GIVEN REQUEST:
Pull out each line of the data below that contains the string "lane", and copy those lines in full.

(Records from a point labeling set)
(begin)

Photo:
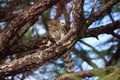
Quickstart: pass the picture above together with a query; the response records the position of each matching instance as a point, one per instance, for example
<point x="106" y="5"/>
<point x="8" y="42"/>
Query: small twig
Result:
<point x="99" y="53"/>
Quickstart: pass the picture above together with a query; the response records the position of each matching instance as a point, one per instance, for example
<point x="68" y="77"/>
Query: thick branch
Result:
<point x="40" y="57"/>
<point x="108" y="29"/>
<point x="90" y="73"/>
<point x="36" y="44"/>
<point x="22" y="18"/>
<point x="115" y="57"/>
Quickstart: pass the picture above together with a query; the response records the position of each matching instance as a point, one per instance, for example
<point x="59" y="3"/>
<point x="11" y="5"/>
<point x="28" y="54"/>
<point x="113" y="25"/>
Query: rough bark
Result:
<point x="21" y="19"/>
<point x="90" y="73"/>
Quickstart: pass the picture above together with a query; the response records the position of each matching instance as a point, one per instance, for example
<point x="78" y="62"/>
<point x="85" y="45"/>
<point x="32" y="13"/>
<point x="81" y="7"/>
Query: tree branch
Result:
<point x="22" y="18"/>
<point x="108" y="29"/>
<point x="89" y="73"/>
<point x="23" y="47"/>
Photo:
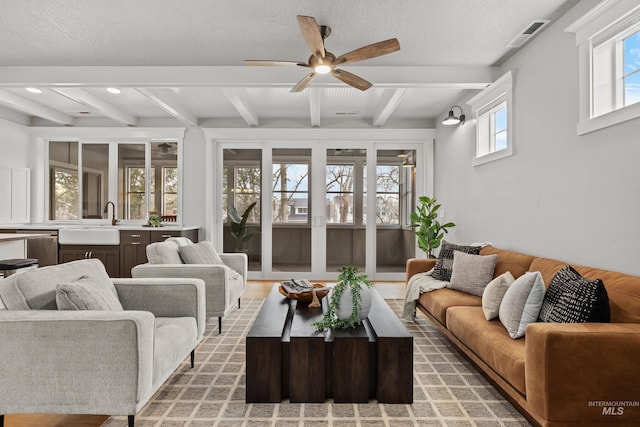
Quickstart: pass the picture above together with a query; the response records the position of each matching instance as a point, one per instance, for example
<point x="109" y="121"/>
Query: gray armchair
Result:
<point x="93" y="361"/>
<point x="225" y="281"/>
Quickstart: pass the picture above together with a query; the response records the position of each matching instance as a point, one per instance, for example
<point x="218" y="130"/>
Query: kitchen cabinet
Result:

(end)
(begin)

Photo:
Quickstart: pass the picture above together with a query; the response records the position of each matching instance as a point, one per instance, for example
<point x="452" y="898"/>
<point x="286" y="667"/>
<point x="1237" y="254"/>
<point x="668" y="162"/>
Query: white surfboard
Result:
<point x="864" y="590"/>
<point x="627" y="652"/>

(end)
(begin)

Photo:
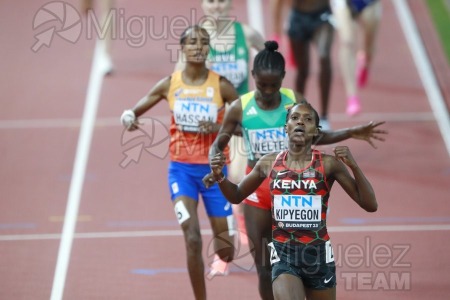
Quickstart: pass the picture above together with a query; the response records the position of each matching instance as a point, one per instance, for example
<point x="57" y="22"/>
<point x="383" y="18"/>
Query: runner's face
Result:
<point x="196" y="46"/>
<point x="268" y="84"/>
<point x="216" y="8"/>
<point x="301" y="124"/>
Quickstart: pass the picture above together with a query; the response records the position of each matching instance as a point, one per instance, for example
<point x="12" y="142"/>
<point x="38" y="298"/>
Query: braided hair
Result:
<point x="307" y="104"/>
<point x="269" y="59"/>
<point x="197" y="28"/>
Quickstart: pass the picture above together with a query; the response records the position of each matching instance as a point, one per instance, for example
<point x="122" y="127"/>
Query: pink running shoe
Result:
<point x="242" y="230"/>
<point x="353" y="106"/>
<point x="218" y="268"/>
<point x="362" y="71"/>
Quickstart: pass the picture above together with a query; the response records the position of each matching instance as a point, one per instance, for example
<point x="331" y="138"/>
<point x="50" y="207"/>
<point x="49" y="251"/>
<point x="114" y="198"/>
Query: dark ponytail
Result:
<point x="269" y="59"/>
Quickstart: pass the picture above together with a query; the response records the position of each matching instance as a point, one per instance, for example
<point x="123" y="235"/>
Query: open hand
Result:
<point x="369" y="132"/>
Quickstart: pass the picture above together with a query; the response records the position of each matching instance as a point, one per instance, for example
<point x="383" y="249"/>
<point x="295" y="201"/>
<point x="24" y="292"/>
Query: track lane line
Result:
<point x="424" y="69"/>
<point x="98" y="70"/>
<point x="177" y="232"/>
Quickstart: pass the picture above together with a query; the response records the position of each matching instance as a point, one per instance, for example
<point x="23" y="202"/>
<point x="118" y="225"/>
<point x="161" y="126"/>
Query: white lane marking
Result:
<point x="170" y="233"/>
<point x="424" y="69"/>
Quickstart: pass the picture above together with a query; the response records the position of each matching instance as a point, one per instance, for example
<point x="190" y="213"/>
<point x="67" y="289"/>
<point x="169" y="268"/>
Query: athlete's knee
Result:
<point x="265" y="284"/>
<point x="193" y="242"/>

(end)

REPLY:
Query: track lane line
Query: white lane marking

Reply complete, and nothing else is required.